BEGIN

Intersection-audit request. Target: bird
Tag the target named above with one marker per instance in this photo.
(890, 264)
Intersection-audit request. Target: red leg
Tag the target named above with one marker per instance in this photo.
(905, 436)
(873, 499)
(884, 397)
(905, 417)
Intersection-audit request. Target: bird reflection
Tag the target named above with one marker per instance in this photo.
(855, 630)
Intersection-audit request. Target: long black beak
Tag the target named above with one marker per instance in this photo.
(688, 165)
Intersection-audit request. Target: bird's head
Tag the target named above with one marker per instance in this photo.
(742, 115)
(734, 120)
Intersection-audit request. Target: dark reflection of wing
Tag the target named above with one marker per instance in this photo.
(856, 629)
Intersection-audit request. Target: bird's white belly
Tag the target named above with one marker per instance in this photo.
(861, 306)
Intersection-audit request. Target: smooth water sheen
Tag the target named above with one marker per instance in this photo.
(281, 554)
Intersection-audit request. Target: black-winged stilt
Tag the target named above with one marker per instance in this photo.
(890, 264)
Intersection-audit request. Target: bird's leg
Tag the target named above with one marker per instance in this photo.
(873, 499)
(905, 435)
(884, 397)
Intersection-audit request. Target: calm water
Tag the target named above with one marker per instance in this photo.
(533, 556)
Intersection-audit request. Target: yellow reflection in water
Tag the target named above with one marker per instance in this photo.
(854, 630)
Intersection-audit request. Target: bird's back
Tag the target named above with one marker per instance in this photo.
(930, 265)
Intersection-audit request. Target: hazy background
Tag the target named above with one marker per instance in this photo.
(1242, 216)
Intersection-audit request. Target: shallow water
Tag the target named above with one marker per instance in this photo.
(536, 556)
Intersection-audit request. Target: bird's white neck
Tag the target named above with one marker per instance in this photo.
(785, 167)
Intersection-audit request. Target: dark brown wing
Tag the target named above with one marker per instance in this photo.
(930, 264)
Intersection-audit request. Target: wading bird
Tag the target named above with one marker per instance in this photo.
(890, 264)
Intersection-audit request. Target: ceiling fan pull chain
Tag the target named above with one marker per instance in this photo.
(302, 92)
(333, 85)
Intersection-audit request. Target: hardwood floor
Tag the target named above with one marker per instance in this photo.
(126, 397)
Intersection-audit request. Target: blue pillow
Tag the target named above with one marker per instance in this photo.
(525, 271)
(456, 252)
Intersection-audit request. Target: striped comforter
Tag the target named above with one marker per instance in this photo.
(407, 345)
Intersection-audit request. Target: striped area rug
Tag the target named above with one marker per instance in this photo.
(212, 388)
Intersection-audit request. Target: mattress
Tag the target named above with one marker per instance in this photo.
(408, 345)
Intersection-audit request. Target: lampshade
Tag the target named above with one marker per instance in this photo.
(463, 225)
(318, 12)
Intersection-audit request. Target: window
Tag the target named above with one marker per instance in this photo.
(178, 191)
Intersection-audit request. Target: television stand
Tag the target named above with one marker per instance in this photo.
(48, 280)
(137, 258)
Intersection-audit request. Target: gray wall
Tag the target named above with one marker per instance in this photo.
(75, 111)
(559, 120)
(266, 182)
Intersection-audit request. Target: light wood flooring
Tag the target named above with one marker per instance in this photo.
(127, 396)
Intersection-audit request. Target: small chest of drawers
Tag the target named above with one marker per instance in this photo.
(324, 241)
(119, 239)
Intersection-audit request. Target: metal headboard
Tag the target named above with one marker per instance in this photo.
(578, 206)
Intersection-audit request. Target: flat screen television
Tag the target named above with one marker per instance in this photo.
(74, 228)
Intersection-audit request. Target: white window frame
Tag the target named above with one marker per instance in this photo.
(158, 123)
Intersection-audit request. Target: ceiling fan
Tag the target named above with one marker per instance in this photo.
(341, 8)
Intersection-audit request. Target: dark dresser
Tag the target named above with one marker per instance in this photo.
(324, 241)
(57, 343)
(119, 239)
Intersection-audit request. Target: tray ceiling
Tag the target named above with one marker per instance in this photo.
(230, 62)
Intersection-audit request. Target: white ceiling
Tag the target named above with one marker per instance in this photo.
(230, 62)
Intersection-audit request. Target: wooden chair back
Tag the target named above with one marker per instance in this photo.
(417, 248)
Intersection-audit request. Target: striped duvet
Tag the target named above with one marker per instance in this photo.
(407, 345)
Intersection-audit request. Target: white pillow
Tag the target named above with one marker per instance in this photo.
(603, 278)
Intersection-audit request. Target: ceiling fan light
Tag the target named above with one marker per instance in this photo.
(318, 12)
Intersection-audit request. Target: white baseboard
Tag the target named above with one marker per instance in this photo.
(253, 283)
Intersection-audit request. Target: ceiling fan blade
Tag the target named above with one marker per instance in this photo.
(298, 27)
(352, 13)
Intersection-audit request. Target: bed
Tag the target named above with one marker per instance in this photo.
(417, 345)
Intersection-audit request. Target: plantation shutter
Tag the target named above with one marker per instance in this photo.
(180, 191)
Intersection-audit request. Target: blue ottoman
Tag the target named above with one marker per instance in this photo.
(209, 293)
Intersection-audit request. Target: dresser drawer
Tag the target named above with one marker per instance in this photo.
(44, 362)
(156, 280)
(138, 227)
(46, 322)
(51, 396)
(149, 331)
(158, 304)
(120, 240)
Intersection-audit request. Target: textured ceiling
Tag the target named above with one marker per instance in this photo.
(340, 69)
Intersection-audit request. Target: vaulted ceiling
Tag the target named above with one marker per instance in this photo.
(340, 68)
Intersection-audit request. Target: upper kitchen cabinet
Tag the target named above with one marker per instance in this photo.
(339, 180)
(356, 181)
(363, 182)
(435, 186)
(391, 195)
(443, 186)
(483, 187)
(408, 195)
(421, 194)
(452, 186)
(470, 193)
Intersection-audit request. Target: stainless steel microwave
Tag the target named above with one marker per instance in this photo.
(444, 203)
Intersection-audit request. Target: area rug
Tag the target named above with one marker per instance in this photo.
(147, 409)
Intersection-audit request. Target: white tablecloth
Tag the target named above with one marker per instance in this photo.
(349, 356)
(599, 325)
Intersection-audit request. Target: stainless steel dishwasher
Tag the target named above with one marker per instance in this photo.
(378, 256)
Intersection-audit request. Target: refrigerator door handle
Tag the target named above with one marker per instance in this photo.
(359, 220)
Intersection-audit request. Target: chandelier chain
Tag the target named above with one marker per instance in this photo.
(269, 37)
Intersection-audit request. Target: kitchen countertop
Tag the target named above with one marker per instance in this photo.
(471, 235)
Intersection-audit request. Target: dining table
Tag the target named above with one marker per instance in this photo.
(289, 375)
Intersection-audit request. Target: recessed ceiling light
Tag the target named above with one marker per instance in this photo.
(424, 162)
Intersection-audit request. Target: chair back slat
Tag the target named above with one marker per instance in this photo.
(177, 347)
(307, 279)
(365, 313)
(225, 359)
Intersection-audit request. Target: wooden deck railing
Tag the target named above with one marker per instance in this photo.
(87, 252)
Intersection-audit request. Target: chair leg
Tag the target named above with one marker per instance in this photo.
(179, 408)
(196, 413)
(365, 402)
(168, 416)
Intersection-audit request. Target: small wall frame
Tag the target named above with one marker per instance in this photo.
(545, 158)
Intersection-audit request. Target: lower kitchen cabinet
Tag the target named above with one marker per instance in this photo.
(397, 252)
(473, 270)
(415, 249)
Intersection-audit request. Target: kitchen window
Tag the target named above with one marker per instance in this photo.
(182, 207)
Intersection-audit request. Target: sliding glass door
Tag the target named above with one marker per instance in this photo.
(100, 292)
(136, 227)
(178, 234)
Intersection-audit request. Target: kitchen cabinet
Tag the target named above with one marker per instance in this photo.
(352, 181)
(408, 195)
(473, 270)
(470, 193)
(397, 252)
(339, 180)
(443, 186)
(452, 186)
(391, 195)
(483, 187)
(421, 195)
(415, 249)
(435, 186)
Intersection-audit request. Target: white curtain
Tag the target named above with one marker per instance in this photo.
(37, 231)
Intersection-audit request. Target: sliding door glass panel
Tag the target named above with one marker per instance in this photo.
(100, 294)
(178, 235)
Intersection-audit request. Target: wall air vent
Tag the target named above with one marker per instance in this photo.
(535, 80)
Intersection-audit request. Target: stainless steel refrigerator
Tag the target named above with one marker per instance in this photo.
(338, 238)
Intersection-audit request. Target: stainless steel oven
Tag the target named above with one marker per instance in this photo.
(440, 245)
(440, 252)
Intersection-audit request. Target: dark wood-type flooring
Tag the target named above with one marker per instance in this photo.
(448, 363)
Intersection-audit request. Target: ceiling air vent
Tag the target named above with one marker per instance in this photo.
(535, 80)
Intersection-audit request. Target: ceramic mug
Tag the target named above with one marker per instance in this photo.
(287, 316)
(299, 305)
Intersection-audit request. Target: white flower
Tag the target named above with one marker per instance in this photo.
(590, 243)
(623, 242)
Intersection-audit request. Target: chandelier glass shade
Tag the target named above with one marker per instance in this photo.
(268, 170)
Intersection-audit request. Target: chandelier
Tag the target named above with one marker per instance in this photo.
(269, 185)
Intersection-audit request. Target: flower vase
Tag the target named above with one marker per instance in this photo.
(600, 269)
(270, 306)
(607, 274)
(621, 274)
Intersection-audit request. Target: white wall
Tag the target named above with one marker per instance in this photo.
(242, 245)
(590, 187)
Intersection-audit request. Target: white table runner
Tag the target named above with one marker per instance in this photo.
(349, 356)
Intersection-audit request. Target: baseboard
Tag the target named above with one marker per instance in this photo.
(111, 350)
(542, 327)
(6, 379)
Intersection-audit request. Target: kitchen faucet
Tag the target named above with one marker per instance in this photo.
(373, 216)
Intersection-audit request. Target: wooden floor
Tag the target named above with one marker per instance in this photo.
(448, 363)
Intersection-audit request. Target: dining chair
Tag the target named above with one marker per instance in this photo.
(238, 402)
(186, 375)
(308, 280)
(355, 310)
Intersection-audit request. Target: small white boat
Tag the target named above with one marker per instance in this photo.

END

Starting at the line that contains "Intersection-audit request. Target: small white" and continuing to the end of the data, rewrite those lines as a JSON list of strings with one string per line. Omit any blank lines.

[
  "Intersection-audit request. Target: small white boat",
  "Tag the target named above with one marker per instance in this photo."
]